─── Выбранный текст ───

55748.fb2
Борьбу Ельцина с московским правящим классом интересно проанализировать в контексте горбачевской «перестройки». Вряд ли Горбачев, доверивший Ельцину Московскую партийную организацию и жизнь этого огромного города, мог себе представить, что Б. Н. за полтора года уволит львиную долю секретарей московских райкомов — больно затронет особую касту, в ведении которой находятся министерства, институты, академии и главки, связанную с центральной властью самым непосредственным образом.
Но вряд ли Горбачев понял подтекст этой борьбы.
В Москве Ельцин лишь воспроизвел свой глубокий конфликт с советским менталитетом. Конфликт руководителя, который требовал подчинения тех, кто должен подчиняться, и хорошей работы от тех, кто должен работать, — с системой двойных стандартов, когда говорят одно, а имеют в виду совсем другое, с системой связей и зависимостей. Разобраться в них было практически невозможно — можно было только принять на веру.

─── Перечень записей ───

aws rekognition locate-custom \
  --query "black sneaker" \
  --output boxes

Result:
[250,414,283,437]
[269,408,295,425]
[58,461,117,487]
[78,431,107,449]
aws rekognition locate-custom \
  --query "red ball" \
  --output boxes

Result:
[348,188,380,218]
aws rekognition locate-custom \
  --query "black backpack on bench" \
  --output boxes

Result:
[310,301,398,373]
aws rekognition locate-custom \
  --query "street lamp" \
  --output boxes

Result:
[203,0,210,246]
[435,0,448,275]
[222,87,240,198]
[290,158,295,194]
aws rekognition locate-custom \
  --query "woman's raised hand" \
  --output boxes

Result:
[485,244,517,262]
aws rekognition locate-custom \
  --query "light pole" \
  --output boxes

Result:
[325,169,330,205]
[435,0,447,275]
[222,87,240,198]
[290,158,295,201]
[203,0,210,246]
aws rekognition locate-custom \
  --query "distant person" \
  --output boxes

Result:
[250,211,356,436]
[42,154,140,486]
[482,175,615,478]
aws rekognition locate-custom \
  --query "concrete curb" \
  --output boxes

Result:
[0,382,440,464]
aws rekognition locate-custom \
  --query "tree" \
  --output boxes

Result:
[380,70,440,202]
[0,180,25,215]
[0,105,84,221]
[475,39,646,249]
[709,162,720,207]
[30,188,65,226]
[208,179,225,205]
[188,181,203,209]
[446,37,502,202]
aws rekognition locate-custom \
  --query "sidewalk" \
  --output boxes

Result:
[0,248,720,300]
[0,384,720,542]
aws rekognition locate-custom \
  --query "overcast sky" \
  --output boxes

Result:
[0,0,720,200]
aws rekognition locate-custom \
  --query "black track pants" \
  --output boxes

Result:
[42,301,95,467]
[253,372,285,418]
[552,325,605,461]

───

Письменное задание 1:
Можете ли вы кратко пересказать абзац выбранного текста, начинающийся словами «В Москве Ельцин лишь воспроизвел», в виде списка и сохранить его основные факты?
Письменное задание 2:
Ответьте на вопросы по выбранному тексту:
(a) Что Горбачев доверил Ельцину?
(b) За какой срок, по тексту, Ельцин уволил львиную долю секретарей московских райкомов?
(c) Что, согласно тексту, можно было сделать с системой связей и зависимостей, раз разобраться в ней было практически невозможно?
Письменное задание 3:
Что, согласно выбранному тексту, находится в ведении особой касты, которую затронул Ельцин? Перечислите всё.

Ответ к заданию 1:
- В Москве Ельцин воспроизвел свой глубокий конфликт с советским менталитетом.
- Это был конфликт руководителя, требовавшего подчинения от подчиненных и хорошей работы от работников.
- Ему противостояла система двойных стандартов, где говорят одно, а подразумевают другое, а также система связей и зависимостей.
- Разобраться в этих связях было практически невозможно, их можно было только принять на веру.

Ответ к заданию 2:
(a) Московскую партийную организацию и жизнь этого огромного города.
(b) За полтора года.
(c) Только принять ее на веру.

Ответ к заданию 3:
- министерства
- институты
- академии
- главки